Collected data
━━━━
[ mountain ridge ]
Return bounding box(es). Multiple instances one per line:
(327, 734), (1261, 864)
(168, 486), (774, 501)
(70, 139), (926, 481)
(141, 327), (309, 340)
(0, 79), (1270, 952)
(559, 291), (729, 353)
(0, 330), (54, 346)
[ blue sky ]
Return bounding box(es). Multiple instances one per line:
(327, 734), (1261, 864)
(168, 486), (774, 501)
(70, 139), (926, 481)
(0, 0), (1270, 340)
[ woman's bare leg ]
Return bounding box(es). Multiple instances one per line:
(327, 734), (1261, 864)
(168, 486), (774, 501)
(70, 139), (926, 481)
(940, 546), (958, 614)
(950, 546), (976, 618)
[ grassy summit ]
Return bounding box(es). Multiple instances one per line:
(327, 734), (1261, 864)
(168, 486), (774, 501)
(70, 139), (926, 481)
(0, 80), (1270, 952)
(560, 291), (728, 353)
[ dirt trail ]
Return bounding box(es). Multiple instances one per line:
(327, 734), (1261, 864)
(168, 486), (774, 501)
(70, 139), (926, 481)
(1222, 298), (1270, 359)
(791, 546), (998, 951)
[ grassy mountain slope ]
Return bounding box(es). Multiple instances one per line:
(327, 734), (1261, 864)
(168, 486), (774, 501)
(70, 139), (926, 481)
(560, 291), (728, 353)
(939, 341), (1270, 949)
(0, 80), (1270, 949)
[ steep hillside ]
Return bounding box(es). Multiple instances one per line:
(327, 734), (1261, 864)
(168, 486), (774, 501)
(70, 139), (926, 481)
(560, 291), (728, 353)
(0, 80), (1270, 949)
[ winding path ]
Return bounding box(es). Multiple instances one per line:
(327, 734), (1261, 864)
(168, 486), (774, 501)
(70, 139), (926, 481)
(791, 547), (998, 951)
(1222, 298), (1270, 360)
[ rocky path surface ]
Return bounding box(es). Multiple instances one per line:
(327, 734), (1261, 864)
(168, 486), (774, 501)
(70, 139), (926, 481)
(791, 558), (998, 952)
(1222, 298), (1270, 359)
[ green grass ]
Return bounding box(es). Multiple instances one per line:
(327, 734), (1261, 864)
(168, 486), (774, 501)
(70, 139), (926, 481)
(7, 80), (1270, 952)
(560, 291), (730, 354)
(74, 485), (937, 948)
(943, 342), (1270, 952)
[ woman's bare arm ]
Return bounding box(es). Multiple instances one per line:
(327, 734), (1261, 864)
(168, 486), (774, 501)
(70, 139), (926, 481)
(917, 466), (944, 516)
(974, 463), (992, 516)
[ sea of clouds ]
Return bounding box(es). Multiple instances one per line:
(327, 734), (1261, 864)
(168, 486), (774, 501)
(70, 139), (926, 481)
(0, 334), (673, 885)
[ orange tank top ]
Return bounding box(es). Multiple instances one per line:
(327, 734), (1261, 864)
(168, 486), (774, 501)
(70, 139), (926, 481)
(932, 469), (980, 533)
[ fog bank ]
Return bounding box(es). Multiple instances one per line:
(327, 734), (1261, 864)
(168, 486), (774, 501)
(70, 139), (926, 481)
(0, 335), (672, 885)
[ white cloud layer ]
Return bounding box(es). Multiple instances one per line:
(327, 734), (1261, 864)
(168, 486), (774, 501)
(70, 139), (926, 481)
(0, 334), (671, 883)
━━━━
• _Work instructions_
Rewrite the data from the line containing "[ fog bank ]" through the end of the data, both included, swapping "white cloud layer" for "cloud deck" and leaving everything else unchanged.

• _Output for this task_
[ fog bank ]
Return bounding box(es). Multiple instances one per line:
(327, 734), (1261, 864)
(168, 486), (774, 501)
(70, 139), (926, 481)
(0, 335), (672, 885)
[ cloud deck ]
Return bounding box(es). Multiple instances one per line:
(327, 734), (1261, 864)
(168, 486), (774, 501)
(70, 139), (926, 481)
(0, 334), (671, 883)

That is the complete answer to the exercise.